[Excerpts from point annotation data]
-- BEGIN --
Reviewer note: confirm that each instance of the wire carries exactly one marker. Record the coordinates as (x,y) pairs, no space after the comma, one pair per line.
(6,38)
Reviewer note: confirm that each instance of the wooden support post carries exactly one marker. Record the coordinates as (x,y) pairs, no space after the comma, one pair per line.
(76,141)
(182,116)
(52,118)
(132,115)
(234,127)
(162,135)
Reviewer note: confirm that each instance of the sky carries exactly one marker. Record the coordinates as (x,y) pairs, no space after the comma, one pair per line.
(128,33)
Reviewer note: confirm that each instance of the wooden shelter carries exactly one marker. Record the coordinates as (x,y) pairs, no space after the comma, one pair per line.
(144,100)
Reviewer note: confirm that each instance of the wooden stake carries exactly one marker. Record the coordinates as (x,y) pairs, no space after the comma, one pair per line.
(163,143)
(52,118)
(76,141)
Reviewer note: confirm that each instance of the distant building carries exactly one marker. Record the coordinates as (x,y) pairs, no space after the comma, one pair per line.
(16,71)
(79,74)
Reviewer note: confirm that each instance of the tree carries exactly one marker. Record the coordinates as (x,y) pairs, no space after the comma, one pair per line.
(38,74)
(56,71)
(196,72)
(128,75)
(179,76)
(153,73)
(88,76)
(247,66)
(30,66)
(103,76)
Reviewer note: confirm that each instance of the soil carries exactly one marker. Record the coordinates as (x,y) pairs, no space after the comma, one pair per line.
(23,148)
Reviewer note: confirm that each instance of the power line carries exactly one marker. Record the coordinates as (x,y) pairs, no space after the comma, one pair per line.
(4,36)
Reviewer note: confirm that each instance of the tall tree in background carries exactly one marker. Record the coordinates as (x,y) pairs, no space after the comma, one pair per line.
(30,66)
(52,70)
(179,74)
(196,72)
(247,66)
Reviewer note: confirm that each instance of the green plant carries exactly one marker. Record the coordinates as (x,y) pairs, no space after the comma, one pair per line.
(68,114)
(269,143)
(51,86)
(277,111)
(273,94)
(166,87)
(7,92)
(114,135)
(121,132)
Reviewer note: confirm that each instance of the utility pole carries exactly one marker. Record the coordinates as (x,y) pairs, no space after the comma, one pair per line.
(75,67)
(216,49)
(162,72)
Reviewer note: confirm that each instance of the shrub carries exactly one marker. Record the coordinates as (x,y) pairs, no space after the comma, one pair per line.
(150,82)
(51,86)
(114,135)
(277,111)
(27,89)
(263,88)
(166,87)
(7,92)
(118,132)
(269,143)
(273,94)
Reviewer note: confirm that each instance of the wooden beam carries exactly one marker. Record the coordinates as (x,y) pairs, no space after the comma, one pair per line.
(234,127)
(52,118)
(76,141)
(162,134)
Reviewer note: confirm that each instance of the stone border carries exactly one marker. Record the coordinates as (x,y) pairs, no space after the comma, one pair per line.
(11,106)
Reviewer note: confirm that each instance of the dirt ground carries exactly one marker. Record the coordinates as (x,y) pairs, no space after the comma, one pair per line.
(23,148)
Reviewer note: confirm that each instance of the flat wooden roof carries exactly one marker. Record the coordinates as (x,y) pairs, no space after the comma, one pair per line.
-- END --
Stated task: Across all the records, change "marker" to "point" wherever it occurs. Write out the lines again with everything else left the same.

Expected answer:
Reviewer note: confirm that each instance of the wire carries exactly one point. Record the coordinates as (x,y) pairs, no space after the comma, one pair per line.
(6,38)
Reviewer note: confirm that each instance of the wooden support post carries exactly one point. Record the coordinates as (x,y) pairs, no space after the comma, one pair per line.
(76,141)
(182,116)
(52,118)
(132,115)
(234,127)
(162,135)
Reviewer note: confirm that each instance of the sky carries exactly one point. Record the coordinates as (x,y) pairs, no space after the comma, one pair per line.
(128,33)
Reviewer note: confirm that each instance of the wooden shelter carries exactly one point. Record the coordinates as (x,y) pairs, no space after the comma, one pair per line.
(144,100)
Reviewer note: confirm that each instance of the wooden stake carries exactly one point. Record the coordinates as (x,y) pairs, no space after the comma, one pair per line.
(163,143)
(52,118)
(76,141)
Reviewer note: confirm that each instance of the distant building carries exactly one point. Record the coordinates as (x,y) pairs, no space after the comma, one pair per line.
(16,71)
(79,74)
Reviewer note: confirm that each instance of the tree carries exactly one point. Record the coordinates as (x,y) pairs, no space after the comma, one pair per line.
(38,74)
(56,71)
(196,72)
(128,75)
(179,76)
(153,73)
(88,76)
(247,66)
(30,66)
(103,76)
Reviewer note: confirm that each instance of the soil carries exactly one point. Record the coordinates as (x,y) pairs, no space after the comma, one pair per line.
(23,148)
Reviewer note: confirm that each instance of the power line carries exactly one point. Record the coordinates as (x,y) pairs, no space after the comma, one pair per line.
(4,36)
Reviewer note: confirm that each instance of the tall tree in background carries exactly one point. Record the coordinates as (x,y) pairs, no space after the comma, one pair per line.
(30,66)
(52,70)
(179,74)
(196,72)
(247,66)
Reviewer note: confirm that each instance of the green plant carries exactly one point. Record the coordinates as (x,y) pairs, no space after the comma, one pair per line.
(68,114)
(269,143)
(51,86)
(277,111)
(273,94)
(166,87)
(7,92)
(114,135)
(121,132)
Reviewer note: confirm that each instance of the utility pole carries exactly one point. Record the coordinates as (x,y) pairs, no space after the comma, one pair per line.
(75,67)
(216,49)
(162,72)
Reviewer note: confirm that each instance of the shrub carries exactly one point. Record the coordinates as (x,y) pairs, no space after the comma, one pair per line.
(150,82)
(51,86)
(114,135)
(277,111)
(27,89)
(263,88)
(166,87)
(7,92)
(118,132)
(269,143)
(273,94)
Reviewer note: confirm that each instance of the wooden beam carries exactly one point. Record the coordinates as (x,y) pairs, no space after the comma, one pair per line.
(234,127)
(52,118)
(76,141)
(162,134)
Reviewer note: confirm that each instance of the stone border carries exactly one point. Record the coordinates as (x,y) pairs, no space after the comma, one pair per line.
(11,106)
Reviewer note: confirm that each instance of the dirt ground carries exactly one point. Record the coordinates as (x,y) pairs, no space after the comma, one pair per line.
(23,148)
Reviewer note: confirm that each instance of the flat wooden roof carries exactly one point. Record the coordinates as (x,y) pairs, no space after the comma, one pair per line.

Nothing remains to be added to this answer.